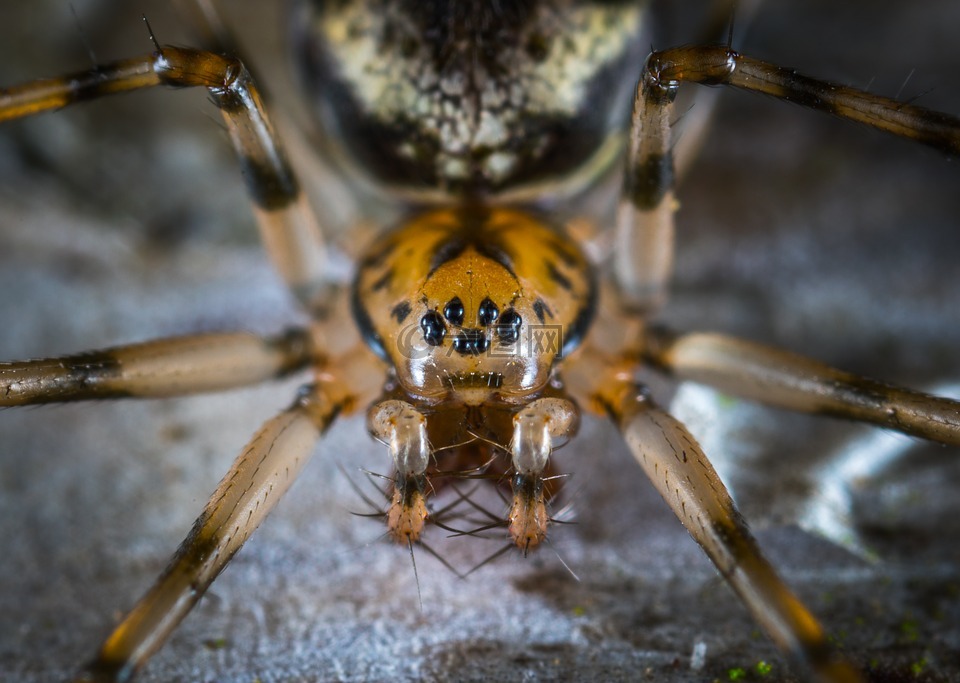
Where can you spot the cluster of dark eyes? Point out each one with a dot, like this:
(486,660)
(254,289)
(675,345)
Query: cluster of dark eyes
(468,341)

* * *

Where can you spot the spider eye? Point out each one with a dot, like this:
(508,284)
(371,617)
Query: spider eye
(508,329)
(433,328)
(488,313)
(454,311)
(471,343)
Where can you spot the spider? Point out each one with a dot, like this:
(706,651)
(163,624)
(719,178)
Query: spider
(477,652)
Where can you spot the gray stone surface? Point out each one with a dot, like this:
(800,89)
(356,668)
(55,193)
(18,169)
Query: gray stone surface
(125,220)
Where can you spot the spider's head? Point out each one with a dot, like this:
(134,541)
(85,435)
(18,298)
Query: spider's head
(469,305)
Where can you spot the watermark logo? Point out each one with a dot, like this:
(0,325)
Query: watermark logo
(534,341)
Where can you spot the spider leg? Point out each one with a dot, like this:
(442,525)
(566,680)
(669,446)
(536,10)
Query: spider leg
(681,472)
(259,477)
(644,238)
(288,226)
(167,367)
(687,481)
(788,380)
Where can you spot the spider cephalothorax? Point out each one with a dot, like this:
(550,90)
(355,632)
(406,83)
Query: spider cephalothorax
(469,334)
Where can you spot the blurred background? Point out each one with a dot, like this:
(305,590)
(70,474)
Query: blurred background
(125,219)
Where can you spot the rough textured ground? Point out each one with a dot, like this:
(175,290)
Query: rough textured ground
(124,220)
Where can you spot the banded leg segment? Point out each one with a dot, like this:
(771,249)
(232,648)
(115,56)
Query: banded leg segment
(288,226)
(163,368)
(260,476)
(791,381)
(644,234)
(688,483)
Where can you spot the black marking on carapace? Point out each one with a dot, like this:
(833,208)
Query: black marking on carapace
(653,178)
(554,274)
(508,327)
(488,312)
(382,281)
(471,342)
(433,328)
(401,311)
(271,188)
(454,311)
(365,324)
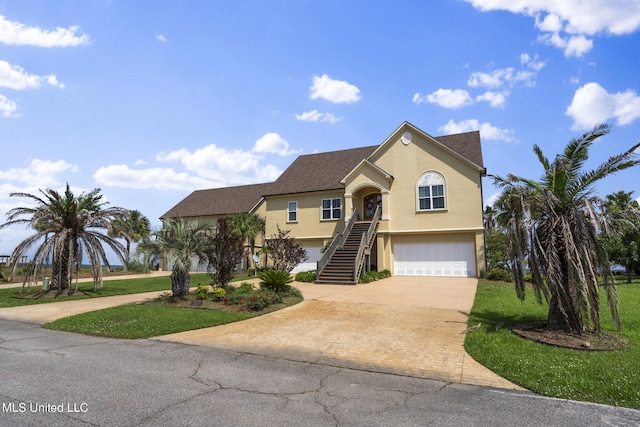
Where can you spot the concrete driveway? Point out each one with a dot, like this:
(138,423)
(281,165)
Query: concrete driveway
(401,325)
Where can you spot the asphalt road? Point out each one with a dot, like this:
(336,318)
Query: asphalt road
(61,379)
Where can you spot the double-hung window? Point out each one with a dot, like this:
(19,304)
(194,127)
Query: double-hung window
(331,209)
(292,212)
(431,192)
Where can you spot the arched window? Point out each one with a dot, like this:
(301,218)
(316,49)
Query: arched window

...

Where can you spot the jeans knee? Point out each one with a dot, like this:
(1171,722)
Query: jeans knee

Problem requirements =
When copying from the data above, print only the lines from the line containing "Where can you spot the spider's" to the line containing "Query: arched window", exactly, and leave the pictures out.

Your solution =
Where can you spot the spider's head? Point out each one with a dot, like this:
(134,541)
(85,435)
(18,298)
Query: spider's head
(469,305)
Where can you spot the watermark logo? Point out each one with a dot, like this:
(0,325)
Query: watermark logo
(534,341)
Where can you spot the spider leg? Point out each one with a dot, like this:
(442,525)
(566,680)
(669,446)
(536,10)
Query: spider leg
(681,472)
(259,477)
(644,238)
(288,226)
(167,367)
(687,481)
(788,380)
Where can you spot the spider cephalothorax? Point out each one with a dot, like this:
(550,90)
(355,632)
(406,83)
Query: spider cephalothorax
(469,334)
Where can you spot the blurred background? Point out each one with a dot, like this:
(305,590)
(70,474)
Query: blurred background
(125,219)
Where can you spot the rough textured ground? Point out each one with a dot, like this:
(175,290)
Query: rough textured ground
(124,220)
Where can you spot the banded leg segment? Point out each one with a dot, like this:
(771,249)
(232,648)
(115,56)
Query: banded leg segment
(288,226)
(163,368)
(260,476)
(791,381)
(644,234)
(688,483)
Where can you spot the black marking on carapace? Point out each one with a dot, like this:
(833,208)
Query: black marking on carapace
(653,178)
(554,274)
(508,327)
(488,312)
(382,281)
(471,342)
(433,328)
(401,311)
(271,188)
(454,311)
(365,324)
Where can you spot the concrete driveway? Point out each one with a dot, like this:
(138,423)
(281,165)
Query: concrete driveway
(401,325)
Where can you spot the asphalt road? Point out each one with a dot, like this:
(336,318)
Query: asphalt road
(61,379)
Where can you spot the double-hung window? Point out each one with a dot, like this:
(19,304)
(194,127)
Query: double-hung window
(331,209)
(292,212)
(431,192)
Where can you spot the arched window? Point out each one with a dot, like this:
(301,218)
(316,49)
Query: arched window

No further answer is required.